[TEXT UNDER STUDY — start]

Thank you, people of Connecticut, for sending us this backstabbing, self-promoting sociopath.


I’ll bet he’s a proud member of the ADL, whose stance on the mosque issue is a disgrace to Judaism.

Sorry to Jimi Hendrix and “Hey Joe.”

Hey Joe, where you goin’ with that vote in your hand
Hey Joe, I said where you goin’ with that vote in your hand

I’m going down to declare war on Iraq
You know, I believe they be pallin’ around with Osama Bin Laden
I’m going down to declare war on Iraq
You know, I believe they be palin’ around with Osama Bin Laden
And that ain’t too cool

Hey Joe, I’ve heard you warred on the wrong place now,
the wrong place now.
I said I’ve heard you warred on the wrong place now,
They burnt it to the ground

Yes I did, I said it
You know, I “caught” them pallin’ round, messin’ round Osama
Yes I did, I did it
You know, I “caught” Iraqis pallin’ around Osama
And I gave them war

@Dodgerblue: The same reason I always snort when a Fundy uses the phrase “Judeo-Christian” – like they wouldn’t force Jews to convert. And maybe kill them if they didn’t!

I think his appropriate hell would be a room full of mirrors where he would have to listen to his own voice piped in 24-7.

Admittedly, he’d like it at first, but after a while….

Makes me glad I abandoned the Nutmeg State for Lotusland in 1980.

I actually went searching for “Dickipedia” the other day, thinking I might set something up like that. Bastids beat me to it.

@nojo: Douchepedia? If you do, I want in …

@blogenfreude: Nah, too late. We’d be an also-ran.

Joe Lieberman: Villain of the Year, 2006-2010

@Marcel Parcells: I dunno. He’s up for an Anal Pear Threepeat in the Stinque Awards this year, but he’s facing a strong field.

I have to admit, the first time I heard about Dickipedia, I assumed it was the male counterpart to Boobpedia (NSFW)…

I could be critical here, but I am an Illinois voter…….

Somewhat related, due to the influence of massive numbers of dicks:


Ted Kennedy, Obama, Carter *and* FDR were all somehow worse than MCVEIGH. Seriously?

Actually, I’m surprised that they picked Wilson; I’m sure a few had read somewhere that he was a “progressive”, and that was enough to discredit him. If they’d read more, I’m sure they would have liked him: resegregated the civil service, personally dissed Ho Chi Minh leading to the Vietnam War, etc…

@blogenfreude: As a general rule, any genius idea you have has already been claimed by somebody else.

“Morning Sedition” was an inside joke about How I Came to Blog — and it was months later that I learned it was also an old Air America morning show. I thought “Fear of a Barack Planet” was terribly clever — until I learned someone else thought it terribly clever months previous. And just last week, I congratulated myself on “There’s Something About an Aqua Buddha Man” before discovering that I was hours late to that one.

[TEXT UNDER STUDY — finish]
[INFORMATION PROVIDED — start]

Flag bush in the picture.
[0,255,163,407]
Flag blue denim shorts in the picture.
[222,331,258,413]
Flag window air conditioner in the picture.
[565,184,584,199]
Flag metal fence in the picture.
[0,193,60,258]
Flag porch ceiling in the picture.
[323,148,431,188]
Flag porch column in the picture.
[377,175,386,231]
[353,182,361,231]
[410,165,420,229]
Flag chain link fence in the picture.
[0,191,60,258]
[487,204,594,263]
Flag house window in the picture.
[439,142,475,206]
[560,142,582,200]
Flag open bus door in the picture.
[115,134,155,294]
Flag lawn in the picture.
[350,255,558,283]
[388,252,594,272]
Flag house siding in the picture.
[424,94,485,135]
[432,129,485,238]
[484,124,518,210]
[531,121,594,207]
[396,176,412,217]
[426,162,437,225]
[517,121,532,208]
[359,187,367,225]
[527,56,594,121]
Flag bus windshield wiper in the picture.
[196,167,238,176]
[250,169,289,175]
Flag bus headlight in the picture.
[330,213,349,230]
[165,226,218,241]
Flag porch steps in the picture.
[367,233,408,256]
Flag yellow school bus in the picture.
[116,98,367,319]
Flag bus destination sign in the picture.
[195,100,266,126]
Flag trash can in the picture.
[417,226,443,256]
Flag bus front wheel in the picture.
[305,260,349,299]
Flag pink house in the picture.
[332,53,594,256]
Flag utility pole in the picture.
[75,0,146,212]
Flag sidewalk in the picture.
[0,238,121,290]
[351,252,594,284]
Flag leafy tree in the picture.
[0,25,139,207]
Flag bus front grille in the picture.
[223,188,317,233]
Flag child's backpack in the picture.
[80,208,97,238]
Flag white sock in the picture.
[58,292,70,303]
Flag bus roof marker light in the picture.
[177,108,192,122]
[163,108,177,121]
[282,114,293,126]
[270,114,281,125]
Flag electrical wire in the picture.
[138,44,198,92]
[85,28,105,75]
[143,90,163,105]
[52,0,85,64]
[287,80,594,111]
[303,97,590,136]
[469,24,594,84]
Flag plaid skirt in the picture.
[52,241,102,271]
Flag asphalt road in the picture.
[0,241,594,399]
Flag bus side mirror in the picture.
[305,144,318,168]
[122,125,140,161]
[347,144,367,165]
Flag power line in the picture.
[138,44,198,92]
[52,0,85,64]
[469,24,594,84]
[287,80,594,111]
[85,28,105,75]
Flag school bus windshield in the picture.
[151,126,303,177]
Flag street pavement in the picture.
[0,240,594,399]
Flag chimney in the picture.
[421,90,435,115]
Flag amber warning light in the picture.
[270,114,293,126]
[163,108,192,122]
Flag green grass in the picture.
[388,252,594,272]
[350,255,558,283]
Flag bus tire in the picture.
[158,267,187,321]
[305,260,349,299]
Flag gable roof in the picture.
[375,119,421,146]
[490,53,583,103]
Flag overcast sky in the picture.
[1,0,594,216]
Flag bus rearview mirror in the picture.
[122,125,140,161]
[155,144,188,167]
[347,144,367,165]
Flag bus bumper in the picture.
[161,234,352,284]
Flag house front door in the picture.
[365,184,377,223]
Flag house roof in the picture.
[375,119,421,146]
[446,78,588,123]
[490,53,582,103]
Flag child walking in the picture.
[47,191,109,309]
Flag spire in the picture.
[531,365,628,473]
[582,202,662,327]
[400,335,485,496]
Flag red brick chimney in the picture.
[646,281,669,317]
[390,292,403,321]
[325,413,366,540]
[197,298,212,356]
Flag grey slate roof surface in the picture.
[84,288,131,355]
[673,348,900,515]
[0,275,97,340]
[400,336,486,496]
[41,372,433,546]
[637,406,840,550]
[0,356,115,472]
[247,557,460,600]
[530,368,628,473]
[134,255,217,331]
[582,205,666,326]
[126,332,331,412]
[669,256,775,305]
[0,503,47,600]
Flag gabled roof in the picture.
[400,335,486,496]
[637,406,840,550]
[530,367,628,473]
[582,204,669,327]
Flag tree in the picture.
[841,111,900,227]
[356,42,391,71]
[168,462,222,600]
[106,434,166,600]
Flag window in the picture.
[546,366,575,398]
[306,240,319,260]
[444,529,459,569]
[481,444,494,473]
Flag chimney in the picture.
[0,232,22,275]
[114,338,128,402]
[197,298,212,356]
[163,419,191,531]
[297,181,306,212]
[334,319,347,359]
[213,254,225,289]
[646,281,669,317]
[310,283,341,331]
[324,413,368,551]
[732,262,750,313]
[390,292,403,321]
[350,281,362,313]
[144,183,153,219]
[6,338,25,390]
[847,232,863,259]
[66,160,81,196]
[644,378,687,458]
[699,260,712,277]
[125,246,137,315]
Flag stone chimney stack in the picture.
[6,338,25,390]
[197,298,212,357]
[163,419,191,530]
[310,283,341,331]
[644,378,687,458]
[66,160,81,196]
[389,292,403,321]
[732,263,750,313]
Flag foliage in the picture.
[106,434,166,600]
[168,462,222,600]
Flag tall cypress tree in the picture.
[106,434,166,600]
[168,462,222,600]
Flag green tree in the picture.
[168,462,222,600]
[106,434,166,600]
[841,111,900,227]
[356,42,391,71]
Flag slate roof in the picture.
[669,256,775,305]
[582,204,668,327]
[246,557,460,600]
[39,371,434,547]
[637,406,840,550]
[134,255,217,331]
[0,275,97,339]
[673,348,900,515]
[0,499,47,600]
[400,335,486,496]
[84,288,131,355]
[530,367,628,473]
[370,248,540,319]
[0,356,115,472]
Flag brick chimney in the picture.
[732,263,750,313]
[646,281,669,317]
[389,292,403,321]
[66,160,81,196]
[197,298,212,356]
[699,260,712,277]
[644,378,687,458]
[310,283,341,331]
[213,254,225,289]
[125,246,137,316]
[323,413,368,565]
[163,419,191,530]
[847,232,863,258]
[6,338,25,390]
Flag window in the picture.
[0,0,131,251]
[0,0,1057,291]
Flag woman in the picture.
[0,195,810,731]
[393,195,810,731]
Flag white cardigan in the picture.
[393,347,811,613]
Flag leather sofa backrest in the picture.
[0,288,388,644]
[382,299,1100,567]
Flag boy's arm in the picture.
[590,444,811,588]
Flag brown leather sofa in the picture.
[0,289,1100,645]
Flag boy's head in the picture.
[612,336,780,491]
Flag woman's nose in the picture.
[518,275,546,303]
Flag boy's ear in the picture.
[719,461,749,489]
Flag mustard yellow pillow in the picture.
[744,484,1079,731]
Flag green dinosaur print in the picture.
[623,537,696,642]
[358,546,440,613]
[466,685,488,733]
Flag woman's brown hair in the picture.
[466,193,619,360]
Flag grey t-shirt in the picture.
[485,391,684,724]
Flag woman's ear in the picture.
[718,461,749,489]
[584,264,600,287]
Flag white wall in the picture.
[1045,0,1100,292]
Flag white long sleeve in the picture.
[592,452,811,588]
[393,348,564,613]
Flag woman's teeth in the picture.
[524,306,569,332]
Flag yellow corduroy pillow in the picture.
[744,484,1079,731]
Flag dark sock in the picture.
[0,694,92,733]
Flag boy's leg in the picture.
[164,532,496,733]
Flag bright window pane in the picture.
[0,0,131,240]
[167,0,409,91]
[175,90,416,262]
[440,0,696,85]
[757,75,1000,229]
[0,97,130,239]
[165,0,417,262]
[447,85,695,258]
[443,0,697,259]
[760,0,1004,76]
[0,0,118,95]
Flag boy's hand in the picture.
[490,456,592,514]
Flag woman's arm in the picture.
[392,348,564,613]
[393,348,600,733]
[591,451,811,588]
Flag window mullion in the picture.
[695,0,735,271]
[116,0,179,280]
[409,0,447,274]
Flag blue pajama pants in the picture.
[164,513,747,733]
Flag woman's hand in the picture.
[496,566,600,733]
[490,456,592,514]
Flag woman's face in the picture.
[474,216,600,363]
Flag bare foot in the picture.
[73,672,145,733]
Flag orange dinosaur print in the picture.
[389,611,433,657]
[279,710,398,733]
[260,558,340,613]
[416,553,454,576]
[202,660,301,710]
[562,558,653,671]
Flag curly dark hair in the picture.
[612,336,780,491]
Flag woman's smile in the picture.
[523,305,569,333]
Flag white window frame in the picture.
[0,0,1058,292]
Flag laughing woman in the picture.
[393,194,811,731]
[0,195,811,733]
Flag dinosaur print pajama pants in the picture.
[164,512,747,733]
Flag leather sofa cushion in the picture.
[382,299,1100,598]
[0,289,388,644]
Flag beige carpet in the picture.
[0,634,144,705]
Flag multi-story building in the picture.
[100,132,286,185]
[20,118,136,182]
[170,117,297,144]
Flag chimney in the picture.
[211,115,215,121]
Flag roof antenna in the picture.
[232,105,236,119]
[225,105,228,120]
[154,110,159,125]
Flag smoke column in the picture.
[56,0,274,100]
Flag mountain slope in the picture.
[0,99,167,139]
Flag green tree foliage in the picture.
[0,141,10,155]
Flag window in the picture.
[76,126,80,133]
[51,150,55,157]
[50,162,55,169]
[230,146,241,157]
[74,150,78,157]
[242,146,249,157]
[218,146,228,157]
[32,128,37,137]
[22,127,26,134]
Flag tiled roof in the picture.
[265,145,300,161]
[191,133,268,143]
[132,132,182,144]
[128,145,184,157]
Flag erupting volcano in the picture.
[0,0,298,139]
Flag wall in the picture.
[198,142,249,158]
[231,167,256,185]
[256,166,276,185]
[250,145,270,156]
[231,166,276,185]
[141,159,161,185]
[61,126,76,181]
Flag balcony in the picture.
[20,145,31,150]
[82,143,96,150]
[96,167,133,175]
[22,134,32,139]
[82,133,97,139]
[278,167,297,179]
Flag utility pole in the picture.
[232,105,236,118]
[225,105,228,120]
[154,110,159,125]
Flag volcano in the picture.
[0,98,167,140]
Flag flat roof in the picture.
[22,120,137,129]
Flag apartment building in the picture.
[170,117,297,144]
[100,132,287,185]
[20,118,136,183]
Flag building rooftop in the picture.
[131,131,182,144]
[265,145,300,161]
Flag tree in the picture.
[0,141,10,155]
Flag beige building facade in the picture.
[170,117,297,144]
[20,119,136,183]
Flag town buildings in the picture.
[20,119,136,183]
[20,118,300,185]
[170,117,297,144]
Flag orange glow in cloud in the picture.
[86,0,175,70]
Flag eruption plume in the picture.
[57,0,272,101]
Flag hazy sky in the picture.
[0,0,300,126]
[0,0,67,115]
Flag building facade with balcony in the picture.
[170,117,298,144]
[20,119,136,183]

[INFORMATION PROVIDED — finish]

» ACTION ITEM
Reproduce word for word the passage of the Joe Lieberman comment thread from "Yes I did, I said" up to and including "after a while….". This data has no connection to the text above.

» RESULT FOR THIS EXERCISE
Yes I did, I said it
You know, I “caught” them pallin’ round, messin’ round Osama
Yes I did, I did it
You know, I “caught” Iraqis pallin’ around Osama
And I gave them war

@Dodgerblue: The same reason I always snort when a Fundy uses the phrase “Judeo-Christian” – like they wouldn’t force Jews to convert. And maybe kill them if they didn’t!

I think his appropriate hell would be a room full of mirrors where he would have to listen to his own voice piped in 24-7.

Admittedly, he’d like it at first, but after a while….